# WRITTEN REQUEST:
Please write out the material below exactly as given.

——

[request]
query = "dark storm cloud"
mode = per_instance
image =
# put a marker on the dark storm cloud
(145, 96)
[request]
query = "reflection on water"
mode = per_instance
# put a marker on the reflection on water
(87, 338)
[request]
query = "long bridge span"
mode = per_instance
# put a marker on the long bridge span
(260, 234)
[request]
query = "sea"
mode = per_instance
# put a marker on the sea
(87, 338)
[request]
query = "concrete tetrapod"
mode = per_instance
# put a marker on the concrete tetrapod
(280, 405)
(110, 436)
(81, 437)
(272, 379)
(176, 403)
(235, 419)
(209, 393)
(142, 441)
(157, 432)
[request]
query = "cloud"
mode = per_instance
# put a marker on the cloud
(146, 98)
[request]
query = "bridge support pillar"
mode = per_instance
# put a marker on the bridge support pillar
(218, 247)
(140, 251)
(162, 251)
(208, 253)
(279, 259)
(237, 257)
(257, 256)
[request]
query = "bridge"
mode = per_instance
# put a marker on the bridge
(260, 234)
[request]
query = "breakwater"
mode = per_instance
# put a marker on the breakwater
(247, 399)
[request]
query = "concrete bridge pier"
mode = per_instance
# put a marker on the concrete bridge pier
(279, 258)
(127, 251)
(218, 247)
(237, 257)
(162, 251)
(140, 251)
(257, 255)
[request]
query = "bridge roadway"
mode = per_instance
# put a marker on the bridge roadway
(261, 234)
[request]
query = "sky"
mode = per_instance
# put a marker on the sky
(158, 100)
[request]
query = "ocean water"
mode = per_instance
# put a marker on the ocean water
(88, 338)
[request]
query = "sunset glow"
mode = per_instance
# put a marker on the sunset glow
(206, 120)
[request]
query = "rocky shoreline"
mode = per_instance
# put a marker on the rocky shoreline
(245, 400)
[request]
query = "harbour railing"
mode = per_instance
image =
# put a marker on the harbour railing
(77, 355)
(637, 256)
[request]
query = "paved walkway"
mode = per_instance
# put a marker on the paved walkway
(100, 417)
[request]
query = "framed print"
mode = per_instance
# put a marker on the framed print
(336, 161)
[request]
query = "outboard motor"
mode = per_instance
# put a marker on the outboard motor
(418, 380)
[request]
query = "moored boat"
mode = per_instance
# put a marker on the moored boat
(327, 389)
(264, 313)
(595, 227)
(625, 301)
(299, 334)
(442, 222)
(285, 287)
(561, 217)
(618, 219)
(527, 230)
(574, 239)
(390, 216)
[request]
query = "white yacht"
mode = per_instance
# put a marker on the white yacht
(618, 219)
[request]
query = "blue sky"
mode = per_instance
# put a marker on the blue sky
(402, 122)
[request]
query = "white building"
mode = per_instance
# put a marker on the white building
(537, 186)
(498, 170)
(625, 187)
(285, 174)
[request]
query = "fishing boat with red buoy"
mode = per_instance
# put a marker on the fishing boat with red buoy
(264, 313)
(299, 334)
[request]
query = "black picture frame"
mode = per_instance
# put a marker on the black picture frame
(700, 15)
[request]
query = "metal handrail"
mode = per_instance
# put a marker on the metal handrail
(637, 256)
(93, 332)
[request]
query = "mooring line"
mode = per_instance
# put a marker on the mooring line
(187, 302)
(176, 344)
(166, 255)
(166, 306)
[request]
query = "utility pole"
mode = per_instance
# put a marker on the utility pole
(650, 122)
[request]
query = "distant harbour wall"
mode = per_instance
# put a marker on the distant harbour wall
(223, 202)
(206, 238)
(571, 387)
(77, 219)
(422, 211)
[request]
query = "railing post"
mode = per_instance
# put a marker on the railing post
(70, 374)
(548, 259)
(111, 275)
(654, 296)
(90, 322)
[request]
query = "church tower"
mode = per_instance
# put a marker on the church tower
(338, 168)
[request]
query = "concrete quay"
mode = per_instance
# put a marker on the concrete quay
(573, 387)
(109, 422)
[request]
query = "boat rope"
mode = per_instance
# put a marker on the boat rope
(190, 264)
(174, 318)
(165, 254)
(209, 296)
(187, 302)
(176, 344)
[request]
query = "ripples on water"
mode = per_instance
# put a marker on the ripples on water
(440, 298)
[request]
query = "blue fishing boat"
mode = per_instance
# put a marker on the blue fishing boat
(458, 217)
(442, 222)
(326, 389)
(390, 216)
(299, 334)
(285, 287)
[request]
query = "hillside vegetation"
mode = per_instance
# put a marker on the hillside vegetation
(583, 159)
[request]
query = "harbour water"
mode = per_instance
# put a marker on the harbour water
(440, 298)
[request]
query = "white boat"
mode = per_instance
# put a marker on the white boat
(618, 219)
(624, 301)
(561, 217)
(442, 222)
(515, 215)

——

# ANSWER:
[request]
query = "dark storm cloud"
mode = per_instance
image =
# put a marker on the dark storm cloud
(145, 96)
[request]
query = "reflection on water"
mode = per_instance
# put a marker on the reflection on water
(87, 338)
[request]
query = "long bridge span"
mode = per_instance
# put a marker on the long bridge span
(260, 234)
[request]
query = "sea"
mode = per_instance
# put a marker on the sea
(87, 338)
[request]
query = "concrete tetrapod"
mode = per_instance
# put a marker on the concrete tetrapod
(280, 405)
(110, 436)
(81, 437)
(272, 379)
(176, 403)
(235, 419)
(209, 393)
(142, 441)
(157, 432)
[request]
query = "cloud"
mode = per_instance
# put a marker on the cloud
(146, 98)
[request]
query = "bridge support pillar"
mode = per_instance
# put a marker on the bridge support pillar
(218, 247)
(140, 251)
(162, 251)
(208, 253)
(279, 259)
(237, 257)
(257, 256)
[request]
query = "bridge"
mode = per_instance
# put a marker on the bridge
(260, 234)
[request]
query = "breakwater"
mode = per_instance
# put a marker on the breakwater
(247, 399)
[request]
query = "concrete bridge pier"
mode = per_instance
# put a marker on the concrete bridge pier
(279, 258)
(127, 251)
(218, 247)
(237, 257)
(162, 251)
(140, 251)
(257, 255)
[request]
query = "bridge roadway"
mode = per_instance
# put a marker on the bridge roadway
(261, 234)
[request]
query = "sky"
mode = per_instance
# put a marker on the sky
(158, 100)
[request]
query = "ocean water"
mode = per_instance
# put a marker on the ocean water
(88, 338)
[request]
query = "sunset glow"
mode = per_instance
# put a marker on the sunset glow
(206, 120)
[request]
query = "rocky shoreline"
mode = per_instance
# put a marker on the rocky shoreline
(245, 400)
[request]
query = "harbour railing"
mode = per_instance
image =
# put a marker on the harbour railing
(77, 355)
(637, 256)
[request]
query = "paved walkway"
mode = per_instance
# put a marker on the paved walkway
(100, 417)
[request]
query = "framed print"
mode = per_instance
# put a marker on the framed print
(336, 161)
[request]
query = "outboard motor"
mode = per_instance
# put a marker on the outboard motor
(418, 380)
[request]
query = "moored boat"
mode = per_instance
# put a marker on the moored boat
(327, 389)
(264, 313)
(595, 227)
(625, 301)
(299, 334)
(442, 222)
(285, 287)
(561, 217)
(618, 219)
(527, 230)
(574, 239)
(390, 216)
[request]
query = "white yacht"
mode = per_instance
# put a marker on the white yacht
(618, 219)
[request]
query = "blue sky"
mode = per_instance
# put a marker on the blue sky
(402, 122)
[request]
query = "white building"
mode = per_instance
# put a marker on the white building
(537, 186)
(498, 170)
(625, 187)
(285, 174)
[request]
query = "fishing boat with red buoy"
mode = per_instance
# put a marker on the fishing boat with red buoy
(264, 313)
(299, 334)
[request]
query = "black picture frame"
mode = per_instance
# put a marker on the black picture frame
(700, 15)
[request]
query = "metal handrail"
mode = per_instance
# put a marker on the metal handrail
(637, 256)
(93, 332)
[request]
query = "mooring line"
mode = per_instance
# put a marker on the mooring line
(187, 302)
(176, 344)
(166, 255)
(166, 306)
[request]
query = "utility pole"
mode = per_instance
# put a marker on the utility pole
(650, 122)
[request]
query = "distant harbour wall"
mode = per_instance
# put a marker on the distant harbour wall
(223, 202)
(206, 238)
(571, 387)
(77, 219)
(422, 211)
[request]
query = "railing post"
mode = per_instance
# put a marker on the railing post
(70, 374)
(548, 259)
(111, 275)
(654, 296)
(90, 322)
[request]
query = "church tower"
mode = per_instance
# put a marker on the church tower
(338, 168)
[request]
query = "concrete quay"
mode = per_instance
# put a marker on the concrete quay
(573, 387)
(109, 422)
[request]
query = "boat rope"
mode = per_instance
# put a marker on the boat rope
(190, 264)
(174, 318)
(165, 254)
(209, 296)
(187, 302)
(176, 344)
[request]
query = "ripples on water"
mode = per_instance
# put a marker on the ripples on water
(440, 298)
[request]
query = "blue fishing boat"
mode = per_instance
# put a marker on the blue fishing boat
(458, 217)
(442, 222)
(326, 389)
(390, 216)
(299, 334)
(285, 287)
[request]
query = "hillside vegetation"
mode = per_instance
# put a marker on the hillside vegetation
(583, 159)
[request]
query = "harbour water"
mode = per_instance
# put a marker on the harbour water
(440, 298)
[request]
query = "white boat"
mode = per_instance
# put a marker on the white boat
(618, 219)
(624, 301)
(561, 217)
(442, 222)
(515, 215)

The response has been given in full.